→ **Problem**
Please rewrite the rows below, replacing "Annotation spec" with "Labeling rule" everywhere it appears and leaving everything else unchanged. Leave the pictures out.

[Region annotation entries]
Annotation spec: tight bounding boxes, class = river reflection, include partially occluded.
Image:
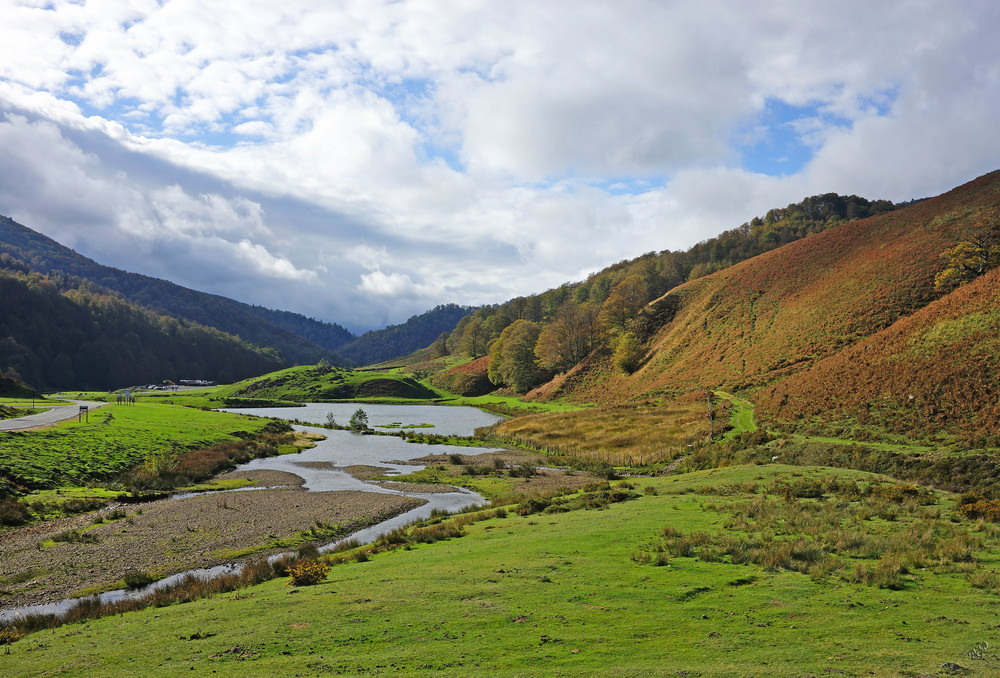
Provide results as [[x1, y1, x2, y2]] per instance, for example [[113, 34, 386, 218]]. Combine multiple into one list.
[[223, 403, 502, 438]]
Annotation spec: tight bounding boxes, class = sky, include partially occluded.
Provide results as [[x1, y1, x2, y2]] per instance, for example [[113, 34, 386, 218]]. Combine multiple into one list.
[[0, 0, 1000, 332]]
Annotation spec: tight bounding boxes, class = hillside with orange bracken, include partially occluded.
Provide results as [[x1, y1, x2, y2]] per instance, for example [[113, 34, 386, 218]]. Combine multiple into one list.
[[542, 172, 1000, 444]]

→ **Result of this task**
Labeling rule: tight bounding boxes, class = river reflection, include partially occluded.
Image:
Provide results as [[x1, y1, x2, y2]] per instance, for example [[113, 34, 386, 218]]. Combine multiple into one list.
[[223, 403, 502, 438]]
Labeling rule: tight bounding boxes, class = sky, include partially occluded.
Provide results as [[x1, y1, x2, y2]] per instance, for example [[113, 34, 386, 218]]. Combine multiple into one list.
[[0, 0, 1000, 332]]
Labeling rule: tight bounding boxes, class = hillside with orange bracken, include partially occluded.
Provide results as [[x1, y1, x2, y2]] per instance, for example [[113, 34, 386, 218]]. Combine multiple into one list.
[[542, 172, 1000, 444]]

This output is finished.